*** Opening of Text section ***

Developer Tools

llama.cpp b9494 adds non-causal vision for Gemma 4

Local LLM runner now supports Gemma 4's unified vision mode.

Deep Dive

llama.cpp, the popular open-source project for running large language models locally, has released version b9494. The headline feature is enabling non-causal vision for Gemma 4 unified, a key capability for processing images without the typical left-to-right causal attention mask. This allows Gemma 4 to attend to all parts of an image simultaneously, improving visual understanding.

The release includes prebuilt binaries for multiple platforms: macOS (Apple Silicon and Intel), Linux (x86, ARM, s390x with Vulkan, ROCm, OpenVINO), Windows (CPU, CUDA, Vulkan, HIP), Android ARM64, and iOS. Some builds like KleidiAI, SYCL, and HIP are disabled in this release. The update reflects ongoing work to make state-of-the-art multimodal models run efficiently on consumer hardware.

Key Points
  • Non-causal attention for Gemma 4 unified vision mode enables full bidirectional image processing
  • Supports 10+ platform builds including Apple Silicon, Windows CUDA, and Android ARM64
  • Part of llama.cpp's continuous integration of Google's Gemma 4 model family for local inference

Why It Matters

Brings Gemma 4's advanced vision to local inference, enabling private on-device image analysis.

*** Close of Text section ***
*** Opening of Material supplied ***

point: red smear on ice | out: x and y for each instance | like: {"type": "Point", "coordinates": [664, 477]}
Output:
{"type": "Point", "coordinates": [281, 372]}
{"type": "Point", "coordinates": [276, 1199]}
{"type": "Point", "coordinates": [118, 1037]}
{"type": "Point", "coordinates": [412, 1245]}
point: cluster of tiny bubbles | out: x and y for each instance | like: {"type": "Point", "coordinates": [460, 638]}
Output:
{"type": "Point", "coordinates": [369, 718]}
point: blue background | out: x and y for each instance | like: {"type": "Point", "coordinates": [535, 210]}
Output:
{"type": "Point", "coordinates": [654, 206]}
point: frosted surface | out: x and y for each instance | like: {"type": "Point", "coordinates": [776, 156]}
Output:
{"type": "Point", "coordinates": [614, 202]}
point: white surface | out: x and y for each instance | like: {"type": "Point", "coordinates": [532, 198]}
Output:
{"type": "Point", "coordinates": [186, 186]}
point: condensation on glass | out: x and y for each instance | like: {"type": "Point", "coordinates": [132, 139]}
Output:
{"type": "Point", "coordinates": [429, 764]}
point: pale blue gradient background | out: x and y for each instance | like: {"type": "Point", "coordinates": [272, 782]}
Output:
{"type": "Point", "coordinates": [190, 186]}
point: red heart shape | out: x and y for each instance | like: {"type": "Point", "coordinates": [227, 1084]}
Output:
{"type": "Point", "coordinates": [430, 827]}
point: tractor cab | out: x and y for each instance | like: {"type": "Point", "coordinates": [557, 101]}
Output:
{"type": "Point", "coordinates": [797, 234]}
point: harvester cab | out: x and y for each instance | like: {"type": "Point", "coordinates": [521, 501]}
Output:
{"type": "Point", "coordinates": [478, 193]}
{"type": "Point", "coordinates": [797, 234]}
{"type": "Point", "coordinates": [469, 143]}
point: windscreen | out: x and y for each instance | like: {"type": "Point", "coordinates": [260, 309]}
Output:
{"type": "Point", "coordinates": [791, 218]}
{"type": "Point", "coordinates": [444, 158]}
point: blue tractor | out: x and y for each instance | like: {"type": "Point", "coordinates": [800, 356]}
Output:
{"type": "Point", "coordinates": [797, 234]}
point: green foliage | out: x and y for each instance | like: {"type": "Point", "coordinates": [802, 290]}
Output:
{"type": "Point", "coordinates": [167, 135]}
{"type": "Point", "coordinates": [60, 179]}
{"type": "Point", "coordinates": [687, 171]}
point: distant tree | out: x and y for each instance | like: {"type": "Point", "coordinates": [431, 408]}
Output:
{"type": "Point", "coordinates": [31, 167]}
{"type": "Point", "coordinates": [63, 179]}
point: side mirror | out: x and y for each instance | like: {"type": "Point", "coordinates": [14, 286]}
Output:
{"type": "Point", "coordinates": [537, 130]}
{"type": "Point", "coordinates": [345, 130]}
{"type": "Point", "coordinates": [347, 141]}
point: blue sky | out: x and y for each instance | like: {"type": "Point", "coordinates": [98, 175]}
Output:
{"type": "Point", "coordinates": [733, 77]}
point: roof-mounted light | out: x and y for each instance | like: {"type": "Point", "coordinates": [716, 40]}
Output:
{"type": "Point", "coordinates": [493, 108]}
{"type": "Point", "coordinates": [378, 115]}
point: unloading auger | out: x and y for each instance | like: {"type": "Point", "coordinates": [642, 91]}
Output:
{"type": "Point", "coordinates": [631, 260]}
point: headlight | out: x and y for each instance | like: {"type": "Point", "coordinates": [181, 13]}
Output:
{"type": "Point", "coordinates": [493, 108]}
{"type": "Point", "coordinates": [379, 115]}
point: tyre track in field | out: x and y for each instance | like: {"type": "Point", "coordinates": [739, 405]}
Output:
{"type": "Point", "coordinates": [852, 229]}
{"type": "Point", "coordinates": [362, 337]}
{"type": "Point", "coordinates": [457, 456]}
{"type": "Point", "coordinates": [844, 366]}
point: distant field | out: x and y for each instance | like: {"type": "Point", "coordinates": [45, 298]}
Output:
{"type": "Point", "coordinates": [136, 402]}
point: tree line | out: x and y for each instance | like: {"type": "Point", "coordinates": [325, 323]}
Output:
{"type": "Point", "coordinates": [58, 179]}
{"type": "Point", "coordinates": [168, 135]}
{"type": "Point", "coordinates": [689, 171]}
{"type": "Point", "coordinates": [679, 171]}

*** Close of Material supplied ***

→ Work to complete:
1 – List the Windows builds that the llama.cpp b9494 article says the release provides.
2 – Reproduce word for word the stretch of the llama.cpp b9494 article from "llama.cpp b9494 adds" through "improving visual understanding.".

→ Solutions for each task:
1 – CPU, CUDA, Vulkan, HIP

2 –
llama.cpp b9494 adds non-causal vision for Gemma 4

Local LLM runner now supports Gemma 4's unified vision mode.

Deep Dive

llama.cpp, the popular open-source project for running large language models locally, has released version b9494. The headline feature is enabling non-causal vision for Gemma 4 unified, a key capability for processing images without the typical left-to-right causal attention mask. This allows Gemma 4 to attend to all parts of an image simultaneously, improving visual understanding.